* _TO DO_
Write the material out again in full, exactly.

* _STORED DATA_
====================

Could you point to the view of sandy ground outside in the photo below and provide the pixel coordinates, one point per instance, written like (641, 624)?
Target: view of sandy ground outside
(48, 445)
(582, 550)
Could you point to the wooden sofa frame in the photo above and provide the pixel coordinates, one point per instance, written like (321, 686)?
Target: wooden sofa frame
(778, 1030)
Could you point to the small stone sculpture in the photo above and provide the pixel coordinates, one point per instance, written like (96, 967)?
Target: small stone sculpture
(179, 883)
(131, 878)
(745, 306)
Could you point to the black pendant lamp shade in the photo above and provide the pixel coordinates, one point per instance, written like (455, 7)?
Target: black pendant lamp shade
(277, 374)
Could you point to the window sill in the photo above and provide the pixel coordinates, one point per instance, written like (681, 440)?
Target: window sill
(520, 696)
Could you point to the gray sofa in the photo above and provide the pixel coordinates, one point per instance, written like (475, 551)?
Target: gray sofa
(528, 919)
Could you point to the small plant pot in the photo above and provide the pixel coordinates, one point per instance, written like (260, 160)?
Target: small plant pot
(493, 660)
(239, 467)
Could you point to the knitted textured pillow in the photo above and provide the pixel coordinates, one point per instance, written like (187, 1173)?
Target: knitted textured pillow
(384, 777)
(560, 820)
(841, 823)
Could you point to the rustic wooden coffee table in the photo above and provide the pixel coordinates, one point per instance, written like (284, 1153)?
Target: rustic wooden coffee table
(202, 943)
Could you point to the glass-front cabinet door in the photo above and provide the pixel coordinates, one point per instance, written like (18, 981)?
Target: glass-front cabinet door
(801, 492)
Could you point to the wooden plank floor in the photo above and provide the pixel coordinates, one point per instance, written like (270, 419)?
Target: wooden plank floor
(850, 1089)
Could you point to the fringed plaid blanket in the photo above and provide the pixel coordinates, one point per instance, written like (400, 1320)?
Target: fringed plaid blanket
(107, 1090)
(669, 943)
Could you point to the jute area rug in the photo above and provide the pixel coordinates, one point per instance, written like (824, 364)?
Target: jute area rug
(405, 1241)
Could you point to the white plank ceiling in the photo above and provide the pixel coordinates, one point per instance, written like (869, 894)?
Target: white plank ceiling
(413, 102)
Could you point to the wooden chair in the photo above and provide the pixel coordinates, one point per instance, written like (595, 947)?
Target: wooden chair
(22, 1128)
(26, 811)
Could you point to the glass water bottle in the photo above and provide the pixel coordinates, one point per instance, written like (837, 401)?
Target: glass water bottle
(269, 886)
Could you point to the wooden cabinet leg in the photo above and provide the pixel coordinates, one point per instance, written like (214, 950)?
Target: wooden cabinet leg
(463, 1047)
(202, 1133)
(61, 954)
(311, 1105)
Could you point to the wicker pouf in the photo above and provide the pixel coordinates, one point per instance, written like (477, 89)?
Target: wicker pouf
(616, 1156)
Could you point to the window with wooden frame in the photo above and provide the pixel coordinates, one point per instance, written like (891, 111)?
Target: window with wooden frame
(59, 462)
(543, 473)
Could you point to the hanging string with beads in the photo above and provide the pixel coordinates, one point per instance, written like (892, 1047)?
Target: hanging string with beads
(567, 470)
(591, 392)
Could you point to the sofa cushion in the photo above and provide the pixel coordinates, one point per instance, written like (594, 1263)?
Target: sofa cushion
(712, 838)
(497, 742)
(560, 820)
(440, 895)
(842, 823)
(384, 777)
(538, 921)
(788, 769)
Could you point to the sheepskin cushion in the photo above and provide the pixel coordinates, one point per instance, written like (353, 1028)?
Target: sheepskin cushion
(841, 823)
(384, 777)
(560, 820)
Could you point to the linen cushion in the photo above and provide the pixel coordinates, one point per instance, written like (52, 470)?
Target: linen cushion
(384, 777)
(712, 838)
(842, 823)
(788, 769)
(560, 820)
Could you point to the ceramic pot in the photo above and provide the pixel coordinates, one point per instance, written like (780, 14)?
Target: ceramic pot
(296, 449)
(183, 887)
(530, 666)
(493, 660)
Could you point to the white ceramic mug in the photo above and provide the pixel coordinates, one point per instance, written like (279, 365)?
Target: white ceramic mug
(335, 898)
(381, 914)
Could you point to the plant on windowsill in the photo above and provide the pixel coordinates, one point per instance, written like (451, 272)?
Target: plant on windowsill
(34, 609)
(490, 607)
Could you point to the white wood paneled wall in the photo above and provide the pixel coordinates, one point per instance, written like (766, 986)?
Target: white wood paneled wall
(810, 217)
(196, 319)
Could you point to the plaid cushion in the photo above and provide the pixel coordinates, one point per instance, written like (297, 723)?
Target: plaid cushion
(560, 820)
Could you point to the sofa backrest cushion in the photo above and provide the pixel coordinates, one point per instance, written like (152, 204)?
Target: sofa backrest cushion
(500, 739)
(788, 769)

====================

* _EXERCISE SOLUTION_
Could you point to the view of sandy ground outside in the photo below and provide the pixel coordinates, one point per instance, written like (641, 624)?
Target: view of sandy ground outside
(48, 445)
(582, 550)
Could you point to the wooden sofa frame in the photo above and provide the pixel coordinates, one point per instance, written like (321, 686)?
Target: wooden sofa frame
(778, 1030)
Could you point to the small stone sculpture in the photo above and provide the pixel coordinates, one point per instance, written like (96, 967)?
Target: small stone sculpture
(179, 883)
(131, 878)
(745, 306)
Could you point to the black pendant lamp shade in the photo above and provide the pixel coordinates, one point per instance, written like (455, 7)?
Target: black pendant lamp shade
(277, 374)
Could you point to the window sill in the photo above and provide the pixel coordinates, one point per instance, written like (681, 440)?
Target: window sill
(520, 696)
Could you point to the gray sofa in the photo above and provide the pixel coordinates, one point per instance, written like (475, 551)?
Target: gray sofa
(528, 919)
Could you point to the small plant pot in the photo above and provide the pixel coordinates, one point per instance, written like (260, 160)?
Target: small plant pot
(493, 660)
(239, 467)
Could you point to the knitted textured pillow in the photo above and provide the pixel coordinates, one point per instance, written like (187, 1173)?
Target: knitted textured pillow
(384, 777)
(560, 820)
(841, 823)
Could you point to the rustic wooden coffee table in the photo above and provide the pixel coordinates, one point per instance, written like (284, 1153)?
Target: rustic wooden coffee table
(202, 943)
Could you point to the glass-front cabinet door in the photo above and provide the pixel coordinates, one point per instance, written like (18, 981)?
Target: glass-front cabinet door
(801, 492)
Could you point to the wooden plank floor in the photo above and provide the pixel coordinates, one point per instance, written like (270, 419)?
Target: wooden plank floor
(850, 1089)
Could you point to the fringed plaid blanket in the photo above and provide the pixel coordinates, one point per instance, written like (400, 1320)?
Target: fringed plaid blanket
(107, 1090)
(669, 943)
Could you point to the jute area rug in the photo above and provide the pixel coordinates, one point per instance, written like (824, 364)?
Target: jute area rug
(405, 1241)
Could you point to the white plank ceiling in the photo above and provide the pixel coordinates, one point per instance, written like (869, 894)?
Target: white plank ceiling
(413, 102)
Could you point to the wooden chair in the photo above and provide the pixel coordinates, one point per instance, written like (595, 947)?
Target: wooden chair
(22, 1128)
(26, 811)
Could you point to the glass water bottle in the photo above and provide the pixel coordinates, one point per instance, written like (837, 401)?
Target: glass water bottle
(269, 886)
Could you point to the wooden cabinet leg in the photo above and provide the pixel coordinates, one point per instance, written like (214, 950)?
Target: wooden cabinet leg
(463, 1047)
(202, 1133)
(61, 954)
(311, 1105)
Could you point to the wicker pouf in the photo above and provide the pixel coordinates, one point per instance, written like (477, 89)?
Target: wicker pouf
(616, 1156)
Could you point to the window with wooden frame in the photo above and provide the pixel coordinates, one point per instance, written like (891, 111)?
Target: window with wooden frame
(59, 462)
(543, 473)
Could you point to the hanging string with beads in the photo above and provide the pixel coordinates, one point per instance, written like (892, 1047)?
Target: hanging string with beads
(567, 470)
(591, 392)
Could you point to the sofa cushion in the photo above and provide the pixel coordinates, one point per instance, written like (594, 1263)?
Target: sofa cushion
(712, 838)
(497, 742)
(560, 820)
(440, 895)
(842, 823)
(384, 777)
(538, 921)
(788, 769)
Could you point to the sheepskin cushion in the photo above and provide the pixel coordinates, one point per instance, written like (353, 1028)?
Target: sheepskin cushion
(841, 823)
(384, 777)
(560, 820)
Could you point to the linen cushion in the photo above and provide the pixel coordinates, one point per instance, written like (52, 470)?
Target: linen cushion
(384, 777)
(712, 838)
(842, 823)
(788, 769)
(560, 820)
Could you point to the ceramic pot in the photo above and provide the pixel coordinates, one point per instance, written like (780, 14)?
Target: ceramic pot
(296, 449)
(183, 887)
(530, 666)
(493, 660)
Could you point to the white ceramic mug in the photo above and provide the pixel coordinates, one point per instance, written like (279, 365)?
Target: white ceramic mug
(335, 898)
(381, 914)
Could you point to the plant on windowsill in the photo above and provide the pixel coordinates, one point per instance, written like (451, 272)?
Target: plant on windowsill
(34, 609)
(490, 607)
Could you point to the white wood paneled wall in the photo above and provide the pixel coordinates, one point per instance, written like (766, 986)?
Target: white wood paneled wall
(810, 217)
(196, 319)
Could you point to the plaid cushion in the photo above and provide the pixel coordinates, one point per instance, written like (297, 723)?
Target: plaid cushion
(560, 820)
Could you point to the sofa backrest cushion in the photo above and provide the pixel coordinates, one point per instance, written like (152, 204)?
Target: sofa backrest cushion
(500, 739)
(788, 769)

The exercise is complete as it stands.